Return copies of the lines below that mention "leafy".

Excerpts from a dataset >>
╭──
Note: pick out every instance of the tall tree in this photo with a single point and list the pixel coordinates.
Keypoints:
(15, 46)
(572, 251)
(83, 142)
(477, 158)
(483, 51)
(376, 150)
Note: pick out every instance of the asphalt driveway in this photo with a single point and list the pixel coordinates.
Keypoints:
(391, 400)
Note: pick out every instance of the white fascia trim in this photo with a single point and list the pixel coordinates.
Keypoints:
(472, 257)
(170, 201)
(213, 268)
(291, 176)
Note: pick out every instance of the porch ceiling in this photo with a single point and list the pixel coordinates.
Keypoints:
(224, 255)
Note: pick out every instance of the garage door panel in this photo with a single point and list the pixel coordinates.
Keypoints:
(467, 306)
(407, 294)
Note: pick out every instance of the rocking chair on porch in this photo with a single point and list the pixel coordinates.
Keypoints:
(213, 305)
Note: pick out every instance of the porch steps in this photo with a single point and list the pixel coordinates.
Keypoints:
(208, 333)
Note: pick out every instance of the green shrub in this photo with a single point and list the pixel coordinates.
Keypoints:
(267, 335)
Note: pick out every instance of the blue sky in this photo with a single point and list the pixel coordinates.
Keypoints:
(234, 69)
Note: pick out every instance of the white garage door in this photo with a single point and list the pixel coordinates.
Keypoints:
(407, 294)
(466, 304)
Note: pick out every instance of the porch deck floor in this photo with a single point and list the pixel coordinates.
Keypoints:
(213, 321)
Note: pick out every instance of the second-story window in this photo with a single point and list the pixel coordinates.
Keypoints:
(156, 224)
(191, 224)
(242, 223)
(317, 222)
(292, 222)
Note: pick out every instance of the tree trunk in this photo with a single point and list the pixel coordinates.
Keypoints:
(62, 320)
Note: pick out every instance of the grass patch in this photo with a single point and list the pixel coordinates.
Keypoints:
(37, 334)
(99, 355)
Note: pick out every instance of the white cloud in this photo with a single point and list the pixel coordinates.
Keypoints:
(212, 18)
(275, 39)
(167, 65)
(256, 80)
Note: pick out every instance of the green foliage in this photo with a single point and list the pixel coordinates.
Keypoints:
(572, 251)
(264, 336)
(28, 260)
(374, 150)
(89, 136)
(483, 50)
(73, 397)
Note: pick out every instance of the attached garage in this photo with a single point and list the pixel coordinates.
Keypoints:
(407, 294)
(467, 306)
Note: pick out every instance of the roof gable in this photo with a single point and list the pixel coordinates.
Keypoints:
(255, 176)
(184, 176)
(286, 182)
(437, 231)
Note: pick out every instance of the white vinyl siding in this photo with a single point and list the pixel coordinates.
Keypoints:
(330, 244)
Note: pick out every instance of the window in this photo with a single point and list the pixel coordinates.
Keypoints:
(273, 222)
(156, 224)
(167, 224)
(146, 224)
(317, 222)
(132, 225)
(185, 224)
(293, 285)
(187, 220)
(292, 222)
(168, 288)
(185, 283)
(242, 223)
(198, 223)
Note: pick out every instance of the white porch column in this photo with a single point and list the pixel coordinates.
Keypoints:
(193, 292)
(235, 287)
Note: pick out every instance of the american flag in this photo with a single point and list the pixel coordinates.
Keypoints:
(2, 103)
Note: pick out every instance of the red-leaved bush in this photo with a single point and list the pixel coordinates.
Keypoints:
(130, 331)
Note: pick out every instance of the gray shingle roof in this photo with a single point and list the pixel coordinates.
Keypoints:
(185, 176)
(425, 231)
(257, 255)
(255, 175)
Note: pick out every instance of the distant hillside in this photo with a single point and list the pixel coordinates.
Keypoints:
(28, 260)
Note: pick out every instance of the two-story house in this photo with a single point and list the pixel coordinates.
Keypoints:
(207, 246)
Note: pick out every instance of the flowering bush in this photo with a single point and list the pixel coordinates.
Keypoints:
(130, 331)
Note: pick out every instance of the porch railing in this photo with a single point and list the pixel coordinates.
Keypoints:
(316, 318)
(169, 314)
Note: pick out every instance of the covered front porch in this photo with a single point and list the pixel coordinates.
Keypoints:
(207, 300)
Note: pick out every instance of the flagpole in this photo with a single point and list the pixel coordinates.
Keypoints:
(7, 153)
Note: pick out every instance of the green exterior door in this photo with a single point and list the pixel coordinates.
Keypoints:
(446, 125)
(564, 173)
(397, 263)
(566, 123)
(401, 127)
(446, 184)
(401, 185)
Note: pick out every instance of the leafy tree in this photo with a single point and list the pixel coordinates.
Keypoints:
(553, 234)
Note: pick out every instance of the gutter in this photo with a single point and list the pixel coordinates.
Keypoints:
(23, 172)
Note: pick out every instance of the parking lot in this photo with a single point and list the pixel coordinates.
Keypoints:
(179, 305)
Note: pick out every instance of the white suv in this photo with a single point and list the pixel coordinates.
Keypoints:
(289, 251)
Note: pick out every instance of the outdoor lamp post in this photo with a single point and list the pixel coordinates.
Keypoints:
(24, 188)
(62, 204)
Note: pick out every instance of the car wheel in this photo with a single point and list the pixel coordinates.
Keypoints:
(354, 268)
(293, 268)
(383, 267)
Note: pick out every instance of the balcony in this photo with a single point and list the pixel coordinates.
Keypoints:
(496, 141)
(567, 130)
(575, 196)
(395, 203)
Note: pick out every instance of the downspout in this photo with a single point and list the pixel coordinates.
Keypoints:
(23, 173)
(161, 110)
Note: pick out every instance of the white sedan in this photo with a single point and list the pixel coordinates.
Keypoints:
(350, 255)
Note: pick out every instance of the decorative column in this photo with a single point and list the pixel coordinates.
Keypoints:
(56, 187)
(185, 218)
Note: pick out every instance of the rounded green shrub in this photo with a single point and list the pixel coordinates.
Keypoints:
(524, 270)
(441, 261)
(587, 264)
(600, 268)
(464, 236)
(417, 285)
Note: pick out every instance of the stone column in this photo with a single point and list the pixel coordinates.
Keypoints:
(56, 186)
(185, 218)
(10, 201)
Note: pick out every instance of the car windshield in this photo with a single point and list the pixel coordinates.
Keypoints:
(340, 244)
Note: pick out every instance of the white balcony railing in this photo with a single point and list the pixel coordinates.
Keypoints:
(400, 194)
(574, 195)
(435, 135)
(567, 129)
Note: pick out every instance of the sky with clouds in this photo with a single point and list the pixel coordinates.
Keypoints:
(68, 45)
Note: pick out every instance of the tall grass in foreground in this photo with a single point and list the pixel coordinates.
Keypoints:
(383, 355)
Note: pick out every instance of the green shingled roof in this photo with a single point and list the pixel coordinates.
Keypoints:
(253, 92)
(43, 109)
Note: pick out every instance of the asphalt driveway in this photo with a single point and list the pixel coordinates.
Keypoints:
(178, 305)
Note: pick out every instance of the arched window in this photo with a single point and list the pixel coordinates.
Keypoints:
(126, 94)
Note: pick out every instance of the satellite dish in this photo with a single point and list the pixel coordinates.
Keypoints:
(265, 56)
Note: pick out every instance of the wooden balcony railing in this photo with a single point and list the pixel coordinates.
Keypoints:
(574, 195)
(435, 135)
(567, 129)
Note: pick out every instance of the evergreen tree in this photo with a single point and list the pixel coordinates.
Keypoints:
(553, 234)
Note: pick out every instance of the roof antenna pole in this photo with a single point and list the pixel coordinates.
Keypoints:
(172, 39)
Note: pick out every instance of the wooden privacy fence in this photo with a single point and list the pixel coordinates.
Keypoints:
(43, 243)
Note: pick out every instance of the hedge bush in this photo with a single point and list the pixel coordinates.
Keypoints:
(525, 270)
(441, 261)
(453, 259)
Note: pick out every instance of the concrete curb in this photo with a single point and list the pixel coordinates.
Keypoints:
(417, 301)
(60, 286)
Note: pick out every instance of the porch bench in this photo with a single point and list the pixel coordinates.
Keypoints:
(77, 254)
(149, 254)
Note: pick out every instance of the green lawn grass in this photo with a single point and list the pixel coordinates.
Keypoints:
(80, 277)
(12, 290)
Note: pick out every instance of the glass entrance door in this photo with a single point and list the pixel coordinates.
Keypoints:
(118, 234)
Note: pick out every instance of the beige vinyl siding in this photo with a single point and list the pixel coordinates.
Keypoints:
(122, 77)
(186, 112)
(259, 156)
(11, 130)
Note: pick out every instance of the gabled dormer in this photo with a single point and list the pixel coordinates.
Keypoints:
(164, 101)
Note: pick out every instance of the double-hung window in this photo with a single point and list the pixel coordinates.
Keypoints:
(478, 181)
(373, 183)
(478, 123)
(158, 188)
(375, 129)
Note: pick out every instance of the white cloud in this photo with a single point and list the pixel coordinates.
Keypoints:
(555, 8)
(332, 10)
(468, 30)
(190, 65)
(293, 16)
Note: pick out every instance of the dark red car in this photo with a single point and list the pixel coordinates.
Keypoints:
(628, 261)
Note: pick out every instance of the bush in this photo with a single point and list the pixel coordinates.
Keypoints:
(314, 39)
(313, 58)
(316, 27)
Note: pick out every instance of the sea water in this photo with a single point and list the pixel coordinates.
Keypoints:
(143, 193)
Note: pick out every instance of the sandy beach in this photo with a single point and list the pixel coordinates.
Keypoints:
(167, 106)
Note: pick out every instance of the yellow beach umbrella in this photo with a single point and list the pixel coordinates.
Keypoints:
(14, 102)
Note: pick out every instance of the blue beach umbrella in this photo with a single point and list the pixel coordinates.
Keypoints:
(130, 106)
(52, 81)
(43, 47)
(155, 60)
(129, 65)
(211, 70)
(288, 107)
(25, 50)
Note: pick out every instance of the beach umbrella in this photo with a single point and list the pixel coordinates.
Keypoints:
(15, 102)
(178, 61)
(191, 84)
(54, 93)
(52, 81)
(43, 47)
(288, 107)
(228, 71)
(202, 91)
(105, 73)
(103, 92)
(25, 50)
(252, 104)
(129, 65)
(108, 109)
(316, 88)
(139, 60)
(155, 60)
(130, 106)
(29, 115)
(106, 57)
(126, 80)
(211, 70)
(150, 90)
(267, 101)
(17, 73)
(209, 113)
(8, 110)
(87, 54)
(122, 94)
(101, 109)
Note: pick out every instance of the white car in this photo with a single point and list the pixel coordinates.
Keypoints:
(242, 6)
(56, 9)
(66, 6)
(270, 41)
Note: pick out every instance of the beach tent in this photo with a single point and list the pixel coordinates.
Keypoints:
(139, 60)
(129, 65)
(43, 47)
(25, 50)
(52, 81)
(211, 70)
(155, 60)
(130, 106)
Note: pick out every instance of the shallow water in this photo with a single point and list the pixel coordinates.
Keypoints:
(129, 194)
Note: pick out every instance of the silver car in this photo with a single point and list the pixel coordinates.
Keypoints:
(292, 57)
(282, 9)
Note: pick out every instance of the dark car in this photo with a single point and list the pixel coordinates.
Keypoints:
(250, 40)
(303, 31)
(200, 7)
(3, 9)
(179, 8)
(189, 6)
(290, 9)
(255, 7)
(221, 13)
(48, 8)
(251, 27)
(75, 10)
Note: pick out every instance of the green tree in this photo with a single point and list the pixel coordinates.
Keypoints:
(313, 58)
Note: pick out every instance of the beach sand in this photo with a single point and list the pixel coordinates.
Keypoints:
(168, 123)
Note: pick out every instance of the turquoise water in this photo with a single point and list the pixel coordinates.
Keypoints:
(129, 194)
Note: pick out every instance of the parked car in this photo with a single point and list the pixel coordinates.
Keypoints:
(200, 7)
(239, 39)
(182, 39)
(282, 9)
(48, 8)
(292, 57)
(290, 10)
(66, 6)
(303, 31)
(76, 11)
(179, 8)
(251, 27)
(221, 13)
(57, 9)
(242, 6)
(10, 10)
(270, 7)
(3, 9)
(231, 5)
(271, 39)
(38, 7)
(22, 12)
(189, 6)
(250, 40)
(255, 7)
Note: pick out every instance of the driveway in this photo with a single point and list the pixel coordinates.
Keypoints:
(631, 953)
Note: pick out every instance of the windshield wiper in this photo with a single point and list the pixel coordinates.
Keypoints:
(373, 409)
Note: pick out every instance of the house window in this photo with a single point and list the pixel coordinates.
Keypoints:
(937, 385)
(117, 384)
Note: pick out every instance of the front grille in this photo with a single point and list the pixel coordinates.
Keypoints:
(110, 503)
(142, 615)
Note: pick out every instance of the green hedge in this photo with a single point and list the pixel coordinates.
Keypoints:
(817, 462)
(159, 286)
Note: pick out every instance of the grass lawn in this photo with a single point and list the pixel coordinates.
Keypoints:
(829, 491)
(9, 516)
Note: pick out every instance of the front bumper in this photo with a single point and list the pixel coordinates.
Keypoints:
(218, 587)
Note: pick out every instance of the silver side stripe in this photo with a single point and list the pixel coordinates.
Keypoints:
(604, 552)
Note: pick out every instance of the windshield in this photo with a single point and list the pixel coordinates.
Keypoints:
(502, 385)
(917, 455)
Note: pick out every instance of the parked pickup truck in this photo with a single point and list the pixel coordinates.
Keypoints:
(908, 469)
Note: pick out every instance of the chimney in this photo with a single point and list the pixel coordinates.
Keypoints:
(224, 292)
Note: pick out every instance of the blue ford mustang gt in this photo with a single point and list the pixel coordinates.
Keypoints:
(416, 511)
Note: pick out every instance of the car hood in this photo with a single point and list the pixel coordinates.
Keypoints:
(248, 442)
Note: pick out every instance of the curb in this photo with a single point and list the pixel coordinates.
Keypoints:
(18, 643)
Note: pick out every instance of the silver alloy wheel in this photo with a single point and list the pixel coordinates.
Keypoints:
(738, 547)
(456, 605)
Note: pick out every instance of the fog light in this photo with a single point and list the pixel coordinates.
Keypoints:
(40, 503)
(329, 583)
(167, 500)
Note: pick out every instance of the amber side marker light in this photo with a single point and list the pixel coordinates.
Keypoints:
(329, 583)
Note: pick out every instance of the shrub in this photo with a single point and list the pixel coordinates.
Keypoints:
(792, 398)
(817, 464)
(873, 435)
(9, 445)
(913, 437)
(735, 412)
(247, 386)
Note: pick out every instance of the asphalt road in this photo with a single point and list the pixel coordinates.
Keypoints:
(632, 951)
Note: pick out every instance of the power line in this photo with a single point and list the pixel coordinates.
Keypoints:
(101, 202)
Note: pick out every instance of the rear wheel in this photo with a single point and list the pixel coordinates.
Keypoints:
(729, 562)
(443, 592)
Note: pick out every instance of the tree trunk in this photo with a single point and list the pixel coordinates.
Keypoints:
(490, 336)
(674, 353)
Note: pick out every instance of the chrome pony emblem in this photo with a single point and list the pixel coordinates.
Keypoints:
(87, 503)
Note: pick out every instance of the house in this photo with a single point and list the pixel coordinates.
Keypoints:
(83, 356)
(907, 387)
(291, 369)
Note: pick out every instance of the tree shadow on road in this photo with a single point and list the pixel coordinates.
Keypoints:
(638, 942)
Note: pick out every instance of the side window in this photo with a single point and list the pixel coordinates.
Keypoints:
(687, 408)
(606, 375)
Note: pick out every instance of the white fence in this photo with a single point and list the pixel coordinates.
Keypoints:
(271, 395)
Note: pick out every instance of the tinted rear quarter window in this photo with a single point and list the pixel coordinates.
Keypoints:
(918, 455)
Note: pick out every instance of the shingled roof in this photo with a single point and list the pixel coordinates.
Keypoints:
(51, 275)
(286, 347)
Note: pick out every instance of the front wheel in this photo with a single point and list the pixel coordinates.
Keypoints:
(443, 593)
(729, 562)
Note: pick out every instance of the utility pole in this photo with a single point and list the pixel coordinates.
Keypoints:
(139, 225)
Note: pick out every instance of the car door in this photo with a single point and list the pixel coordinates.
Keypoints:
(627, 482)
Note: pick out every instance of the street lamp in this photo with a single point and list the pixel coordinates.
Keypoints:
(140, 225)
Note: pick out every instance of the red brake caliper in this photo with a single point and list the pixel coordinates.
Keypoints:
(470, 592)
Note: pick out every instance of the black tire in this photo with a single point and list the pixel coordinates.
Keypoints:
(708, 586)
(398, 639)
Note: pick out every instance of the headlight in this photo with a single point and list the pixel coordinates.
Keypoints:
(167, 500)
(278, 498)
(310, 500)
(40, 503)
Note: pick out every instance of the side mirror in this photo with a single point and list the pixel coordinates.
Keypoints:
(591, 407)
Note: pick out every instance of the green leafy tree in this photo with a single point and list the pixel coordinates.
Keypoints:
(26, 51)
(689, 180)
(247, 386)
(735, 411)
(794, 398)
╰──
Finished exercise >>
Note: pick out every instance of the leafy tree in this photo with a single point and list the pixel coordinates.
Note: pick out every instance of the green leafy tree in this photo with a single point and list the pixel coordinates.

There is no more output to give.